■ WORK INSTRUCTION 1: In the blog post about leaving for Spain, rewrite the part that opens with the words containing "I write this" and closes with "on air anymore.", swapping "cardigans" for "sweaters".
■ WORK INSTRUCTION 2: List the things the writer of the blog post about leaving for Spain says they dream of at night, apart from Granada and its tapas.
■ WORK INSTRUCTION 3: Continue the blog post about leaving for Spain from its last sentence.

■ PAGE TEXT:
****************

I write this with approximately two and a half weeks until my departure. Sitting to my left I have a to-do list with bullets so seemingly ceaseless that I wonder if I am on my way to transcribing Moby Dick from the written word into Braille. We will have to see. That would be an awfully tedious task, however equally as tedious (albeit necessary) is the act of crossing out the aforementioned "to-do's."
The list consists primarily of rather mundane tasks, such as making photocopies of potentially important documents, purchasing and assembling a binder to house said documents, packing precisely 4-6 cardigans in my luggage like a savvy traveler (as opposed to the overly cautious traveler's 5-7!!), and other trivial things that I will bore neither you nor myself with mentioning. There's already Tylenol PM for that. Or a Larry King special. Thank god he's not on air anymore.
At any rate, on to more pressing things. I'm equal parts nervous as I am excited. At night, when I'm not dreaming of Granada and the fateful (and free, thanks to Andalucian law) tapas that will enter my belly, I dream of crashing cars, burning homes, tidal waves, and missing teeth. Those, according to the google god to which I pray multiple times a day, are all indicative of stress. Which I, the self-diagnosed hypochondriac, surely must have. All jokes aside, I probably have a mood disorder. All jokes aside again, unnecessary amounts of stress and an ungodly desire to always be in control are two things on which I need to work, and two things that will hopefully be serviced upon my five month stay in Spain. Courses are tentative, subsequent moods and emotions are tentative, housing is surprisingly planned but depending on how scratchy my rented sheets are may be tentative as well, and frankly, all future experiences are tentative. All throughout life (I say this as if I've half the age of an old Galapagos tortoise) I have despised ambiguity (its power on the human thought process, I suppose, is what I envy most about it) as well as the thought that most things are and should be both grey and elastic (though I am more or less a relativist), so hopefully my bones won't break upon my shift from a rigid, plan-based world to that of the formless fluidity that is la vida Español. Again, we will have to see.

****************

■ MATERIAL SUPPLIED:
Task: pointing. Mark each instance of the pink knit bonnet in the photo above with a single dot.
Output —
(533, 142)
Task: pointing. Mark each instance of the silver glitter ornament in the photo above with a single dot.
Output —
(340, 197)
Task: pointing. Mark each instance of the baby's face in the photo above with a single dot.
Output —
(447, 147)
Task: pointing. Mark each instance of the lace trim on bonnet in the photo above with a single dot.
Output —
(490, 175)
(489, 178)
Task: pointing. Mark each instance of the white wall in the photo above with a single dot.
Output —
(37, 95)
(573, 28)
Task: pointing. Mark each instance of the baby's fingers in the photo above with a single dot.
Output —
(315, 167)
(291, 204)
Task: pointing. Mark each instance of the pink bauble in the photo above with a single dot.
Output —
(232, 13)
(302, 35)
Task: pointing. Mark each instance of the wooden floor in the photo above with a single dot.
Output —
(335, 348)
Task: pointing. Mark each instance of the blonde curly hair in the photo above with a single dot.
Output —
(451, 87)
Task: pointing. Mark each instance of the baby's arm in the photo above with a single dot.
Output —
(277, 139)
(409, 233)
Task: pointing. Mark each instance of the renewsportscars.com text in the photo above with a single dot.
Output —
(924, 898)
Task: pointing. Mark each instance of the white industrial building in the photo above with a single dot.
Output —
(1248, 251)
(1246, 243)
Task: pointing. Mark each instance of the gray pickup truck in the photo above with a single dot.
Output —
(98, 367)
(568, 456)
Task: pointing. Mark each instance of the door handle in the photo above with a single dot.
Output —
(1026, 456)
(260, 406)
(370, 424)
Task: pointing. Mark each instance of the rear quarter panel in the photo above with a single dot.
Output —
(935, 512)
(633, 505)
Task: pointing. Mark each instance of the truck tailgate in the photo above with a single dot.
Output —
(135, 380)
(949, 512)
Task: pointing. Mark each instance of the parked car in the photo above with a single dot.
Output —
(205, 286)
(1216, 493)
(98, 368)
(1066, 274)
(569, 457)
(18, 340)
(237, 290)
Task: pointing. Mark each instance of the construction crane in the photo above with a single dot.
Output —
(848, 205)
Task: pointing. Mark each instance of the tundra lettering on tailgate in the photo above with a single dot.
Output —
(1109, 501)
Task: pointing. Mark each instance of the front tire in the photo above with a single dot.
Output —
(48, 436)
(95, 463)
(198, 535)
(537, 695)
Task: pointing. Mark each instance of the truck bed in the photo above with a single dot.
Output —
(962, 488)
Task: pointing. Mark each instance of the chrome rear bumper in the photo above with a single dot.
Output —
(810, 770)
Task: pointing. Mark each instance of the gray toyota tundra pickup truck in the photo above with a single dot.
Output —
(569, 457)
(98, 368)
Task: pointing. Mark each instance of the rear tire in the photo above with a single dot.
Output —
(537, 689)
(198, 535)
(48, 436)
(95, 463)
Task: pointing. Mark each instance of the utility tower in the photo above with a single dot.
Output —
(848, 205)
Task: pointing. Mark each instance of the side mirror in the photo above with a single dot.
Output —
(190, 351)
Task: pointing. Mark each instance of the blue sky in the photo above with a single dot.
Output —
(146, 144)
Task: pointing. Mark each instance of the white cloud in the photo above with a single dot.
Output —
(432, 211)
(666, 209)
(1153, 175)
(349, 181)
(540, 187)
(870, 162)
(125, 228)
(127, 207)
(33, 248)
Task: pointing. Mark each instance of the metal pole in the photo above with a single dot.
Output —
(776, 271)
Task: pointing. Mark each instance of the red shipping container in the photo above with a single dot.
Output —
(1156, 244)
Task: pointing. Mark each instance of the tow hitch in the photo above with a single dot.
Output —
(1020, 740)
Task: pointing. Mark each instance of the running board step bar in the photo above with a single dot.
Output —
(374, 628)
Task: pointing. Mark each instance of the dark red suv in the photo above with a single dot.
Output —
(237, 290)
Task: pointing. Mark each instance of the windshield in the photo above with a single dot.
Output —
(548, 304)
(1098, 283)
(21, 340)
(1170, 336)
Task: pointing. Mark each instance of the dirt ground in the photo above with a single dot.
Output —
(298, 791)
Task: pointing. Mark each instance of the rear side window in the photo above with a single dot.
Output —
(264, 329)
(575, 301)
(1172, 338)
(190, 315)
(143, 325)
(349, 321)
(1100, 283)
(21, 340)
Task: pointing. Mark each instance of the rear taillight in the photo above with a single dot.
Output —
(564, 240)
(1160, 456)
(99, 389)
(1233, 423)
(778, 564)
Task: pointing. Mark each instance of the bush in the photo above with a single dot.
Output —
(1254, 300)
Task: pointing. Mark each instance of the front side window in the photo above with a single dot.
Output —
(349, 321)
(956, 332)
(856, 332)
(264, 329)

****************

■ EXERCISE OUTPUT 1:
I write this with approximately two and a half weeks until my departure. Sitting to my left I have a to-do list with bullets so seemingly ceaseless that I wonder if I am on my way to transcribing Moby Dick from the written word into Braille. We will have to see. That would be an awfully tedious task, however equally as tedious (albeit necessary) is the act of crossing out the aforementioned "to-do's."
The list consists primarily of rather mundane tasks, such as making photocopies of potentially important documents, purchasing and assembling a binder to house said documents, packing precisely 4-6 sweaters in my luggage like a savvy traveler (as opposed to the overly cautious traveler's 5-7!!), and other trivial things that I will bore neither you nor myself with mentioning. There's already Tylenol PM for that. Or a Larry King special. Thank god he's not on air anymore.

■ EXERCISE OUTPUT 2: crashing cars, burning homes, tidal waves, missing teeth

■ EXERCISE OUTPUT 3:
Ultimately, I know that everything will be all right. Everything will always be all right, and well, it will have to be anyway because (pardon the melodramatics) death rights all things. After all, it's what people have in the back of their mind when they say "After all." On another note, I also know that I am unnecessarily nervous when I mention that death, as opposed to a taxi cab or a glass or three of sangria, is what will make everything OK. Silly, silly girl. Anyhow, the to-do list still antagonizes me with its dark blue bullets piercing at my rods and cones. Time to shut the planner. An itinerary is based on time, anyway, and what the hell do people really know about that? People try to reassure me by saying that I've got a lot of it yet also that I have so little, and frankly I find the concept of simultaneously having a lot and a little of the same thing quite confusing, so I'm going to ignore both sides of the coin and take my own advice. Which is, tentatively, to stop trying to quantify time but rather to simply start enjoying it. Could this be, dare I say it, progress?